→ EXERCISE REQUIREMENTS:
Copy the data from the line containing "of the lace" through the end, requests included. Multiply each answer coordinate by 0.6 and round to the nearest whole number, rounding halves up, but leave the requests and their sample coordinates unchanged.

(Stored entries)

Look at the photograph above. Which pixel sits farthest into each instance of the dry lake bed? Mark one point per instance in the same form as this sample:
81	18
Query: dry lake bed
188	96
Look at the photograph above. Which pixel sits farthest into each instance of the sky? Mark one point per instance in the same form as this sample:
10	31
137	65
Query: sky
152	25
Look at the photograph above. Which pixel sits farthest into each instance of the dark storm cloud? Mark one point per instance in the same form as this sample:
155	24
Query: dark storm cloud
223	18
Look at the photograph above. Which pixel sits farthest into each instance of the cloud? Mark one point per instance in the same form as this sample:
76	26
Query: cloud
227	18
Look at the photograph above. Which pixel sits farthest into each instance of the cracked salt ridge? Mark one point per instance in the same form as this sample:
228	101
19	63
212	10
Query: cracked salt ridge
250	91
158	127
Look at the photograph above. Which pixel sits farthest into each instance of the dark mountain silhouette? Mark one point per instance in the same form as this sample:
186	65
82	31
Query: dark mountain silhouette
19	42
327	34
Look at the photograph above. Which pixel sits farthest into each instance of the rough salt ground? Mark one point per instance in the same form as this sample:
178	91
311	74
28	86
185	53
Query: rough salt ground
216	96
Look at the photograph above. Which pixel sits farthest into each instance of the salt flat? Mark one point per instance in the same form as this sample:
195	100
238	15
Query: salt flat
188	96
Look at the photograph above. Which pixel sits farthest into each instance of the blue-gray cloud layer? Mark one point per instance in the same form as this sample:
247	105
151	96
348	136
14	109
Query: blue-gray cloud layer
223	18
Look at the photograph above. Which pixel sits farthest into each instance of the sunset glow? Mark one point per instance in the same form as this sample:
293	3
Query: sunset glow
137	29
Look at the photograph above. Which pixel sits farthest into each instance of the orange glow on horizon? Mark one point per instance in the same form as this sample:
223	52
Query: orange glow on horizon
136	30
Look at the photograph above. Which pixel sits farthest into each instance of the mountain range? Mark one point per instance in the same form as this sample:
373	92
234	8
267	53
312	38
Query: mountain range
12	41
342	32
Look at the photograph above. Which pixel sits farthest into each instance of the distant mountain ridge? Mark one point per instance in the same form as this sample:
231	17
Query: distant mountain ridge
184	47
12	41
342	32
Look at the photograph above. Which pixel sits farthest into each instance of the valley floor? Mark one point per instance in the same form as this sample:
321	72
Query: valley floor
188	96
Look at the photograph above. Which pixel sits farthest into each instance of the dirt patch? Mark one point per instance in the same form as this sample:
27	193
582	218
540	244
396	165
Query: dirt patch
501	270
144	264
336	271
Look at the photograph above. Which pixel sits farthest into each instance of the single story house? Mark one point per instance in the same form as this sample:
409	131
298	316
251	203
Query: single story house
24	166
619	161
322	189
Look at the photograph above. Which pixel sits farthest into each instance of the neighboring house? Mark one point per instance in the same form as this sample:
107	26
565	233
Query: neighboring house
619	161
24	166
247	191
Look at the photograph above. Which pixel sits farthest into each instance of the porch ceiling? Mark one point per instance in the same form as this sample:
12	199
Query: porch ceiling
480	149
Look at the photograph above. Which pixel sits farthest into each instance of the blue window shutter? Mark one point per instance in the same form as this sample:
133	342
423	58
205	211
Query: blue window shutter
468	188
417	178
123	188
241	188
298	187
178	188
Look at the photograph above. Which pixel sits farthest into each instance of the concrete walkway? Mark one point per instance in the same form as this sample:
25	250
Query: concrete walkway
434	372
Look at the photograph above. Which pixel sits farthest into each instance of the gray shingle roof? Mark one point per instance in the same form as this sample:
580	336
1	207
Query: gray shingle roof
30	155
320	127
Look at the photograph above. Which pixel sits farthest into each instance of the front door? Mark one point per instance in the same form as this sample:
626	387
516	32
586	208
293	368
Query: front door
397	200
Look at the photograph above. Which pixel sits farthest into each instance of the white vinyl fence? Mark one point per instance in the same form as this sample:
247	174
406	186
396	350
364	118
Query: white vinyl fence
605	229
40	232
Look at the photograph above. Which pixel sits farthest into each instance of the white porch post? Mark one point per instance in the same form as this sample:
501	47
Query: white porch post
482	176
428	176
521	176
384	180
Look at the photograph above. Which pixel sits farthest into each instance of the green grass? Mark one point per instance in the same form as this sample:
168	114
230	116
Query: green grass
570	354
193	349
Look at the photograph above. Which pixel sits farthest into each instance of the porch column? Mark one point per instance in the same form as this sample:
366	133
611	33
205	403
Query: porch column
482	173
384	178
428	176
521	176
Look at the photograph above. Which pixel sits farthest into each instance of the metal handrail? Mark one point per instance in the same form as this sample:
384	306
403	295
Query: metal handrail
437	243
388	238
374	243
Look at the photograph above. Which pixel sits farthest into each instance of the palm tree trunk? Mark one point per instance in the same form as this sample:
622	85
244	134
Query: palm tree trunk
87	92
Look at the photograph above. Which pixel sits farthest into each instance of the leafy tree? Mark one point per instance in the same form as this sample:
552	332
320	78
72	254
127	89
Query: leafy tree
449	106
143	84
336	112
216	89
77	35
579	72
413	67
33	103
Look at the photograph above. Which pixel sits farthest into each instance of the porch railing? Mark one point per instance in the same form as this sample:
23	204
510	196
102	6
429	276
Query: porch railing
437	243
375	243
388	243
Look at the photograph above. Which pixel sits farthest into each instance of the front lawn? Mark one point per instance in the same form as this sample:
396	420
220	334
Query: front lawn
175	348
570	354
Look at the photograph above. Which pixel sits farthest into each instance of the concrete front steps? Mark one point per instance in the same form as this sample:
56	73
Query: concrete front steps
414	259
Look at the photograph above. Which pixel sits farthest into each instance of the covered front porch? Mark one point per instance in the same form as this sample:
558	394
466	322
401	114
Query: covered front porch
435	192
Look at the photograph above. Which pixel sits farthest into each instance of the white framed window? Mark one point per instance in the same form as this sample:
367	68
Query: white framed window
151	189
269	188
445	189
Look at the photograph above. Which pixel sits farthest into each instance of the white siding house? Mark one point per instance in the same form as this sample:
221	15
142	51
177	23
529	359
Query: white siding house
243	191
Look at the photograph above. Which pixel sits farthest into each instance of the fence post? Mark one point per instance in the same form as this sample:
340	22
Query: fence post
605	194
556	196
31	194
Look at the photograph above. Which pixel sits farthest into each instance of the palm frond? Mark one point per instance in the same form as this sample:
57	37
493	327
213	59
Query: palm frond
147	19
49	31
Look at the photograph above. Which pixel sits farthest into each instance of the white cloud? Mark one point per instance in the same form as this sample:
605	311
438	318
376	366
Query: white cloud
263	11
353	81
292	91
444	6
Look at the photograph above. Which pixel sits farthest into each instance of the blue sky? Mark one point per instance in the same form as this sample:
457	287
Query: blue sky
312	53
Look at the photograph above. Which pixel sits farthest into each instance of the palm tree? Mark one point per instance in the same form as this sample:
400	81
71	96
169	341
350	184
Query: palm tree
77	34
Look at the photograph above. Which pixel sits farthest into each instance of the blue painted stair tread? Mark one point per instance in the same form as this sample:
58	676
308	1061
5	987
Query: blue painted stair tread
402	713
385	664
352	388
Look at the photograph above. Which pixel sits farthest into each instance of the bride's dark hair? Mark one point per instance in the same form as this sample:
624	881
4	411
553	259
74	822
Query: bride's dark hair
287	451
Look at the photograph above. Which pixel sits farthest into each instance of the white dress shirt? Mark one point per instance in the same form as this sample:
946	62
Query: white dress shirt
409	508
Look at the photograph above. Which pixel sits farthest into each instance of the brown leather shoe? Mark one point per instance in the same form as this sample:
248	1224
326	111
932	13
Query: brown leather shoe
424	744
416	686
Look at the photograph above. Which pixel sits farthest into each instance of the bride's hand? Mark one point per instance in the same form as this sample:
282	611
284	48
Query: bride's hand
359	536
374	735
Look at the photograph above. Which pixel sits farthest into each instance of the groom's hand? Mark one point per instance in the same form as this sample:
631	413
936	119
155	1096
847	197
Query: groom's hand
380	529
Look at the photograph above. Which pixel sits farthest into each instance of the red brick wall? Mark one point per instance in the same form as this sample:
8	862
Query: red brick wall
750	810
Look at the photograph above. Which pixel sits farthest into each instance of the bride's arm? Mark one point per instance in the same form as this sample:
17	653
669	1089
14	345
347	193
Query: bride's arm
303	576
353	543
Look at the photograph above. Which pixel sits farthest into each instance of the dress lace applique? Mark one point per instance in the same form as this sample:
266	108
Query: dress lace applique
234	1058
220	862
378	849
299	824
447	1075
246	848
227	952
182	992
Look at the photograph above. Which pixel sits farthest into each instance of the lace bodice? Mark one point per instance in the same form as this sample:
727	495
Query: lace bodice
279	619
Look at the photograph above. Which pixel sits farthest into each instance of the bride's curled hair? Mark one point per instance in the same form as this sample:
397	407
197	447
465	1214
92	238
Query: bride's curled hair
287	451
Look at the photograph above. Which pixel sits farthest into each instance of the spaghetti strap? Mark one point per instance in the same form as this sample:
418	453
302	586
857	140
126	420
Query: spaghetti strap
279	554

→ ANSWER FOR THE TASK:
Look at the photograph above. Which pixel sits farthest into each instance of the lace bodice? Mark one point per instance in the same form as this sample:
727	495
Query: lace bodice
167	371
Look at the photograph above. Which pixel sits farthest into each instance of the bride's curled hair? Mark one point per instance in the same form as this sample:
397	407
197	447
465	1214
92	238
Query: bride's curled hair
172	271
Look at the photograph above. Which pixel sits farthest into each instance of the spaghetti strap? Mark one point per instance in the same form as this sample:
418	453
302	586
857	140
126	420
Query: spaghetti strap
167	332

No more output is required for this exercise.